Stored data entries
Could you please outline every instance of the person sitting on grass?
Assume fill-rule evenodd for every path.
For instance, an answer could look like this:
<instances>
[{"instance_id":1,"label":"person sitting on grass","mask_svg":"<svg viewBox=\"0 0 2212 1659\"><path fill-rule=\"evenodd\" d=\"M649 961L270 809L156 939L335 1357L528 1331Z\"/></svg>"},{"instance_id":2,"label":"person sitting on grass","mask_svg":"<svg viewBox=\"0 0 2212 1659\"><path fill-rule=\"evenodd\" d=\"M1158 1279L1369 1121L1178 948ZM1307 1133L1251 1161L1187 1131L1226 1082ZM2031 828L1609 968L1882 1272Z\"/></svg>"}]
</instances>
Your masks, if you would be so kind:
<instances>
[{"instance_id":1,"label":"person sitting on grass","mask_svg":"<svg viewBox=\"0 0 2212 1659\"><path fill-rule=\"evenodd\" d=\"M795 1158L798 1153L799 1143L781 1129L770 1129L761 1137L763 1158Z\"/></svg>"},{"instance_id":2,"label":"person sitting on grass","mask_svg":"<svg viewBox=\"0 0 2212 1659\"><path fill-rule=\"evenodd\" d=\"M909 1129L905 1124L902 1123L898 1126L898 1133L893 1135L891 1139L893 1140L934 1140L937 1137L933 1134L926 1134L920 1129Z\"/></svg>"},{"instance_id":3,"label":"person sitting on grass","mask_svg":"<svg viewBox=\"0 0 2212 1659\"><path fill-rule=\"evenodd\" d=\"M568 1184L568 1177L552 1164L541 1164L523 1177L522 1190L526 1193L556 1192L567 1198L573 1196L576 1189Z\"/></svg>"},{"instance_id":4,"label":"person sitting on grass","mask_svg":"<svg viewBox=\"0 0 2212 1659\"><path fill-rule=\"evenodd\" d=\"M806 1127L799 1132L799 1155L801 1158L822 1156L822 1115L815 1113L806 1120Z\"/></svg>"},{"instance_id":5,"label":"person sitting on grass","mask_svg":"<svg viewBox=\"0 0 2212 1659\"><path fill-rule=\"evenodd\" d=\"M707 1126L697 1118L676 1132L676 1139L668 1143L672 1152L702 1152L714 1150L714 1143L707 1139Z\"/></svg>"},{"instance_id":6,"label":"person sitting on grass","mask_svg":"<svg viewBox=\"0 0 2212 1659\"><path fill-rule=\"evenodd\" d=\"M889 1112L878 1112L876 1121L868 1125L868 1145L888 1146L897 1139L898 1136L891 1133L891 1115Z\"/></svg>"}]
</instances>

To do - Each of the entries must be set down again exactly.

Task response -
Could you please outline every instance of the person sitting on grass?
Assume fill-rule evenodd for every path.
For instance, an answer could look like this:
<instances>
[{"instance_id":1,"label":"person sitting on grass","mask_svg":"<svg viewBox=\"0 0 2212 1659\"><path fill-rule=\"evenodd\" d=\"M649 961L270 809L156 939L335 1357L528 1331Z\"/></svg>"},{"instance_id":2,"label":"person sitting on grass","mask_svg":"<svg viewBox=\"0 0 2212 1659\"><path fill-rule=\"evenodd\" d=\"M1158 1279L1369 1121L1178 948ZM1307 1133L1251 1161L1187 1131L1226 1082ZM2031 828L1609 968L1882 1272Z\"/></svg>"}]
</instances>
Your masks, if you would be so kind:
<instances>
[{"instance_id":1,"label":"person sitting on grass","mask_svg":"<svg viewBox=\"0 0 2212 1659\"><path fill-rule=\"evenodd\" d=\"M795 1158L798 1153L799 1143L781 1129L770 1129L761 1137L763 1158Z\"/></svg>"},{"instance_id":2,"label":"person sitting on grass","mask_svg":"<svg viewBox=\"0 0 2212 1659\"><path fill-rule=\"evenodd\" d=\"M909 1129L905 1124L902 1123L898 1126L898 1133L893 1135L891 1139L893 1140L934 1140L937 1137L933 1134L926 1134L920 1129Z\"/></svg>"},{"instance_id":3,"label":"person sitting on grass","mask_svg":"<svg viewBox=\"0 0 2212 1659\"><path fill-rule=\"evenodd\" d=\"M568 1184L568 1177L552 1164L541 1164L523 1177L522 1190L526 1193L556 1192L567 1198L573 1196L576 1189Z\"/></svg>"},{"instance_id":4,"label":"person sitting on grass","mask_svg":"<svg viewBox=\"0 0 2212 1659\"><path fill-rule=\"evenodd\" d=\"M806 1127L799 1132L799 1155L801 1158L822 1156L822 1115L815 1113L806 1120Z\"/></svg>"},{"instance_id":5,"label":"person sitting on grass","mask_svg":"<svg viewBox=\"0 0 2212 1659\"><path fill-rule=\"evenodd\" d=\"M707 1126L697 1118L676 1132L676 1139L668 1143L672 1152L702 1152L714 1150L714 1143L707 1139Z\"/></svg>"},{"instance_id":6,"label":"person sitting on grass","mask_svg":"<svg viewBox=\"0 0 2212 1659\"><path fill-rule=\"evenodd\" d=\"M889 1112L878 1112L876 1121L868 1125L868 1145L888 1146L897 1139L898 1136L891 1133L891 1115Z\"/></svg>"}]
</instances>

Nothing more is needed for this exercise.